======== QUOTED TEXT

The Slow Death of the Convertible

Author: auto.pub | Published on: 31.07.2025

Blame the SUV epidemic if you must, but the convertible is quietly slipping into automotive extinction. In 2000, there were 31 drop-top models among the UK’s 30 most popular carmakers. By 2025, that number has plummeted to just 16—a staggering 48% decline. More tellingly, most of that falloff happened in the past five years, as the market shrank from 29 models to its current bare-bones lineup.

A new UK market survey reveals that 68% of major car brands no longer offer a single convertible. Of names like BMW, Fiat, Ford, Jeep, Mazda, MG, Mini, Mercedes, Porsche, and Volkswagen, only five—BMW, Mazda, Mercedes, Porsche, and VW—have managed to keep the format alive consistently over the last quarter century.

================
======== ROWS

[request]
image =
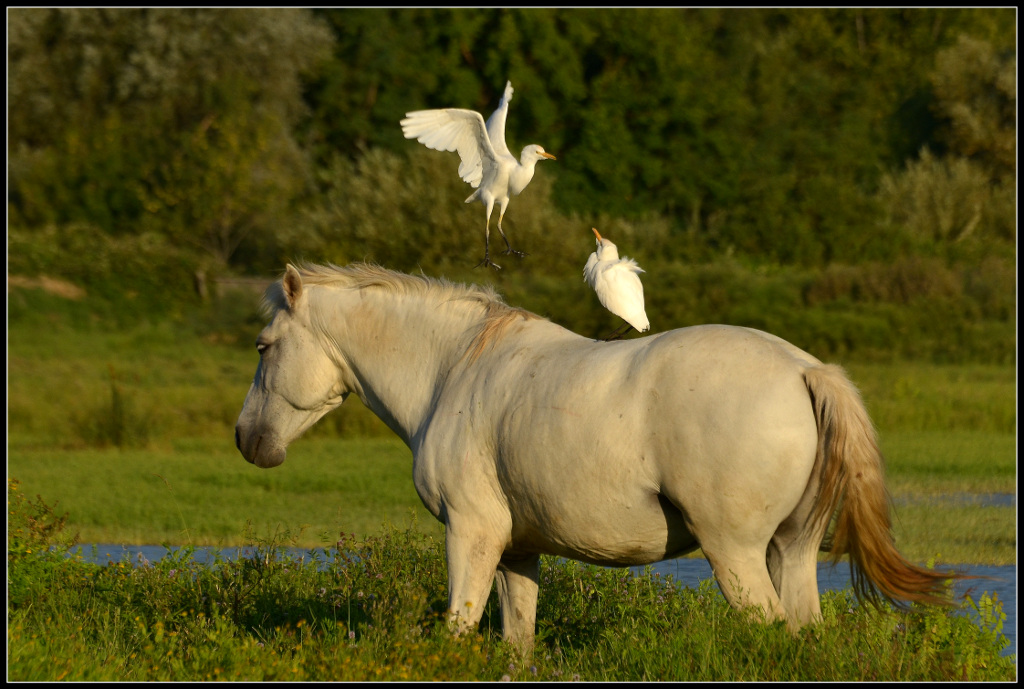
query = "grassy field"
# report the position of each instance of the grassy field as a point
(132, 432)
(375, 612)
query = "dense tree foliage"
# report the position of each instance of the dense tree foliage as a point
(236, 139)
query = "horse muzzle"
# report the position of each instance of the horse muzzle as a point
(259, 449)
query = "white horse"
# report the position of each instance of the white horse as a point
(529, 439)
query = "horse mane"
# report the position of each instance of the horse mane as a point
(497, 315)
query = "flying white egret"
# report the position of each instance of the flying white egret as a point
(617, 285)
(486, 163)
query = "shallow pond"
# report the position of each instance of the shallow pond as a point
(689, 571)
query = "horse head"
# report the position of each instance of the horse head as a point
(299, 378)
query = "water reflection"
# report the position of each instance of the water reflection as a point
(689, 571)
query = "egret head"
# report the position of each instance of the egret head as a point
(537, 153)
(606, 251)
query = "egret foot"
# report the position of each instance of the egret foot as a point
(486, 261)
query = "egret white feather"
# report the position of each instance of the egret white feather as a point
(486, 163)
(616, 283)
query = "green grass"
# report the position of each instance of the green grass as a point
(132, 431)
(203, 492)
(375, 612)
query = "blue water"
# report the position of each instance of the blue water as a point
(689, 571)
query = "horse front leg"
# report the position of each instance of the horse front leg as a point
(517, 583)
(472, 556)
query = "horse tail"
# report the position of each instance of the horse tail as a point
(852, 480)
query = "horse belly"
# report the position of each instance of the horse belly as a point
(628, 528)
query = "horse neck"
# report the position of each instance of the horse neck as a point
(398, 349)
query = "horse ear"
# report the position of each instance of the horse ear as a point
(292, 284)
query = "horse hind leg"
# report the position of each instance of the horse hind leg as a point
(793, 561)
(742, 576)
(794, 571)
(517, 585)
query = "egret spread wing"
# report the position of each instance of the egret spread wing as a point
(496, 125)
(453, 129)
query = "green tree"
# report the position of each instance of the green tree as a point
(171, 121)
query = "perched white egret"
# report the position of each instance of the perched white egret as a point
(486, 163)
(617, 285)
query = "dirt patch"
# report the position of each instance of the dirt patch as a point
(52, 286)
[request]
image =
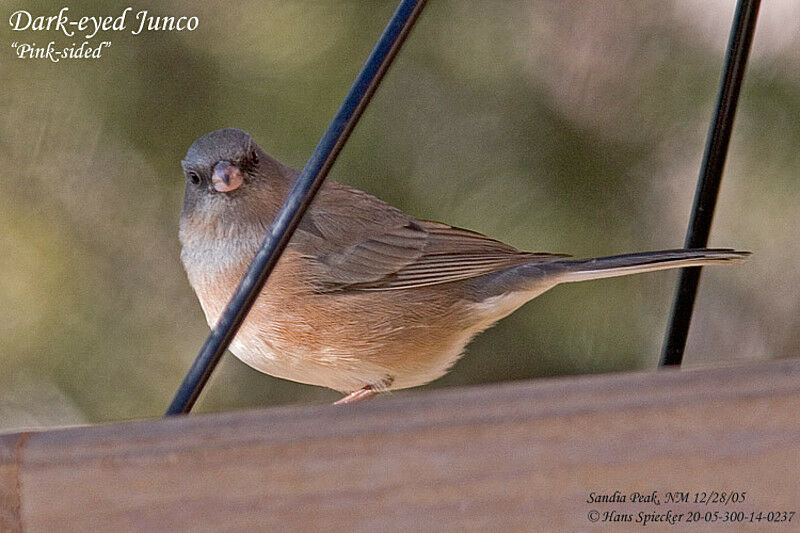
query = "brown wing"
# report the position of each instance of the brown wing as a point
(418, 254)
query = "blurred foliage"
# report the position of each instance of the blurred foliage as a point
(558, 126)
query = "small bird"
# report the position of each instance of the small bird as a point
(365, 298)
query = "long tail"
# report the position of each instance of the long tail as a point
(623, 265)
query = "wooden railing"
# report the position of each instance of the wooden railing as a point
(523, 456)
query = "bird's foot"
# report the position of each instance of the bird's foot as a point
(355, 396)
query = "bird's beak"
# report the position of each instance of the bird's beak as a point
(226, 177)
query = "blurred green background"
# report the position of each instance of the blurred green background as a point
(571, 127)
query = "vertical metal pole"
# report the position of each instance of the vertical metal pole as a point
(300, 197)
(705, 199)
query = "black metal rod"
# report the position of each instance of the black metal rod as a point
(300, 197)
(705, 199)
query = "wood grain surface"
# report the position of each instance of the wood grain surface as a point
(522, 456)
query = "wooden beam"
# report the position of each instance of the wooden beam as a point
(520, 456)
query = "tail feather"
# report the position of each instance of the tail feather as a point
(623, 265)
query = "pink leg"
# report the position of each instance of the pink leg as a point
(355, 396)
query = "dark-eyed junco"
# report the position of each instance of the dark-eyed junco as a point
(365, 298)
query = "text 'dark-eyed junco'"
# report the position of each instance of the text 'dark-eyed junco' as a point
(365, 298)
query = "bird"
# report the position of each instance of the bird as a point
(365, 298)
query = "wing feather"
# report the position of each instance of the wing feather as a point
(418, 254)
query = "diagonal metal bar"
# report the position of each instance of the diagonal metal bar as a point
(300, 197)
(719, 135)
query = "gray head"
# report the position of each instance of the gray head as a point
(231, 181)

================

• **TASKS TO PERFORM**
1 > Copy out the convertible article word for word, from "The Slow Death" to "last quarter century.".
2 > Write the next part of the article on the decline of the convertible, picking up after its final sentence.

• **EXPECTED ANSWERS**
1 >
The Slow Death of the Convertible

Author: auto.pub | Published on: 31.07.2025

Blame the SUV epidemic if you must, but the convertible is quietly slipping into automotive extinction. In 2000, there were 31 drop-top models among the UK’s 30 most popular carmakers. By 2025, that number has plummeted to just 16—a staggering 48% decline. More tellingly, most of that falloff happened in the past five years, as the market shrank from 29 models to its current bare-bones lineup.

A new UK market survey reveals that 68% of major car brands no longer offer a single convertible. Of names like BMW, Fiat, Ford, Jeep, Mazda, MG, Mini, Mercedes, Porsche, and Volkswagen, only five—BMW, Mazda, Mercedes, Porsche, and VW—have managed to keep the format alive consistently over the last quarter century.

2 >
Even Audi, once proud to crown its range with the R8 Spyder, has now abandoned convertibles altogether.

Electric convertibles? Rarer still. Only the MG Cyberster and Fiat 500e C currently hold space in the mainstream. Abarth’s 500e and Maserati’s GranCabrio Folgore sit even further out on the niche edge.

Icons like the Mazda MX-5, first launched in 1990, still hang on. So do the Porsche 911 Cabriolet and a dwindling lineup of BMW Z-series, Mercedes SL, and Volkswagen’s open-top offerings. But with options fading fast, the open-air motoring dream is becoming less a category and more a collector’s memory.